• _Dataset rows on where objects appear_
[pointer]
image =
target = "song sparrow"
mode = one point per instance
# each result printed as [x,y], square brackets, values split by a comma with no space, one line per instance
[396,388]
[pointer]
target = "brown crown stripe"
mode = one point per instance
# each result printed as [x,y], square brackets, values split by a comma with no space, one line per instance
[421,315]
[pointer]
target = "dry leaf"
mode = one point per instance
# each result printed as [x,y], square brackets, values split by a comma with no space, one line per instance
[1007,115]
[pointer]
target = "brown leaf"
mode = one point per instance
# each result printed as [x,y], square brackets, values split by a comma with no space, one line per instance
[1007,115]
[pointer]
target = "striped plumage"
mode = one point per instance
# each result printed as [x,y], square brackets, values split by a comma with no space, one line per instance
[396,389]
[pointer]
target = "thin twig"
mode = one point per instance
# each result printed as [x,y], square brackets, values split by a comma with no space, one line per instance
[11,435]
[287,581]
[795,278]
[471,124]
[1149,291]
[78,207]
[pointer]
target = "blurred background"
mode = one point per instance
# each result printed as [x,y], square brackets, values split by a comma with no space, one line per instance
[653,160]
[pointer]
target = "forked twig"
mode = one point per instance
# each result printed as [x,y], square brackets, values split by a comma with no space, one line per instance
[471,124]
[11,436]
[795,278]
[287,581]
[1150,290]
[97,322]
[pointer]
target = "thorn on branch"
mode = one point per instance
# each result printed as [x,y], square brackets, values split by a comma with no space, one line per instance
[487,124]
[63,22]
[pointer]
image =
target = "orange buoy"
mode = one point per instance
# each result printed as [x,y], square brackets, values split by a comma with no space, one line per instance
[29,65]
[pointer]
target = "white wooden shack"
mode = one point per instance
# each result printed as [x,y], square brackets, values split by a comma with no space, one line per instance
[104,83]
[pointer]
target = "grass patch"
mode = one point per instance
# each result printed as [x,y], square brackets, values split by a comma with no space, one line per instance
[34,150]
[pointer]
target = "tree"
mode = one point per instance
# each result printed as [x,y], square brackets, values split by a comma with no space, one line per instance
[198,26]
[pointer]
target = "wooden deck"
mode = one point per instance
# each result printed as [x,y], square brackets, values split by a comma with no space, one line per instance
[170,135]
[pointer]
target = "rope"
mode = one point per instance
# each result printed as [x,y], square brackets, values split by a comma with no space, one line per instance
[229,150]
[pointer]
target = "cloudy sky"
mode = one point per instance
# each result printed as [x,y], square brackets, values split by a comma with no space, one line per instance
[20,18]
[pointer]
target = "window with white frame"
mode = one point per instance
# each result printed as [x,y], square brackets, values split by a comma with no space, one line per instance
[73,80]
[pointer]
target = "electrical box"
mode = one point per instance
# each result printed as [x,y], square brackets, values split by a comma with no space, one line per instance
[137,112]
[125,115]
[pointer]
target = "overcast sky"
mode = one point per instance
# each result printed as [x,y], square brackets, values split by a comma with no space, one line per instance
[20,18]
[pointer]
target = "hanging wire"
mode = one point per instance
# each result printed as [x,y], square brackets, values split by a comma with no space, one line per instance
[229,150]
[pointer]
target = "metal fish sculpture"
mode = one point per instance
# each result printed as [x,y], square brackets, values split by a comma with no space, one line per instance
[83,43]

• _GIVEN PROBLEM_
Reproduce the material precisely, including every line.

• _OUTPUT FOR THIS EXERCISE_
[pointer]
image =
target = "song sparrow"
mode = one point per instance
# each result printed as [x,y], square brackets, values split by a comma with no space, one line per instance
[396,388]
[pointer]
target = "brown crown stripe"
mode = one point per instance
# each result printed as [x,y], square brackets, values split by a comma with no space, one line per instance
[421,315]
[pointer]
target = "dry leaf"
mode = one point per instance
# each result printed as [x,y], square brackets, values split by a comma with no space, one line per instance
[1007,115]
[pointer]
target = "brown leaf"
mode = one point per instance
# each result printed as [x,y], square brackets, values split by a comma with no space, one line per instance
[1007,115]
[pointer]
target = "striped plumage"
mode = one point per instance
# each result printed as [x,y], square brackets, values split by a comma with no space, one line per instance
[396,389]
[pointer]
target = "thin twig"
mode = one point per instance
# each result printed as [x,y], square brackets, values split by a comma with no space, one line per instance
[11,435]
[287,581]
[795,278]
[471,124]
[1149,291]
[78,207]
[pointer]
target = "blurred background"
mode = one point per instance
# each result printed as [x,y], square brackets, values split by a comma with no space, one line per instance
[653,160]
[pointer]
target = "forked twig"
mode = one point per instance
# each result printed as [x,y], square brackets, values split by a comma with no space, one line per instance
[471,124]
[11,436]
[795,278]
[287,581]
[1150,290]
[97,322]
[pointer]
target = "thorn on branch"
mode = one point per instance
# each result printed as [x,y], square brackets, values split by a comma with no space, one line per instance
[487,124]
[63,22]
[pointer]
image =
target = "orange buoy"
mode = one point per instance
# each result printed as [x,y], square brackets, values split by a comma with no space, one line per instance
[29,65]
[pointer]
target = "white wooden shack"
mode = one point per instance
# each result printed as [x,y], square brackets, values split by a comma with no space, one line per instance
[104,83]
[pointer]
target = "grass patch"
mode = one point per instance
# each result printed as [x,y], square brackets, values split by a comma with no space, one line per instance
[34,150]
[pointer]
target = "tree"
mode = one point per instance
# each result printed as [x,y], square brackets, values split by a comma with no space, one line per instance
[198,26]
[pointer]
target = "wooden deck"
mode = one point per instance
# each result printed as [x,y], square brackets, values split by a comma with no space, one line per instance
[170,135]
[pointer]
target = "rope"
mode = one point per instance
# each result printed as [x,y], square brackets, values split by a comma with no space, one line per instance
[229,150]
[pointer]
target = "cloudy sky"
mode = one point per instance
# each result printed as [x,y], square brackets, values split by a comma with no space, one line per instance
[20,18]
[pointer]
target = "window with white frame"
mode = one point per instance
# each result printed as [x,y], square brackets, values split by a comma with no space, one line per instance
[73,80]
[pointer]
target = "electrical box"
mode = one point per instance
# each result printed as [x,y], square brackets, values split by a comma with no space, one line per instance
[137,112]
[125,115]
[pointer]
target = "overcast sky"
mode = one point per instance
# each result printed as [x,y], square brackets, values split by a comma with no space, one line per instance
[20,18]
[pointer]
target = "hanging wire"
mode = one point per instance
# each result printed as [x,y], square brackets, values split by a comma with no space, one line per instance
[229,150]
[pointer]
target = "metal fish sculpture"
mode = one point per instance
# each result printed as [x,y], square brackets, values split by a comma with no space, one line per instance
[83,43]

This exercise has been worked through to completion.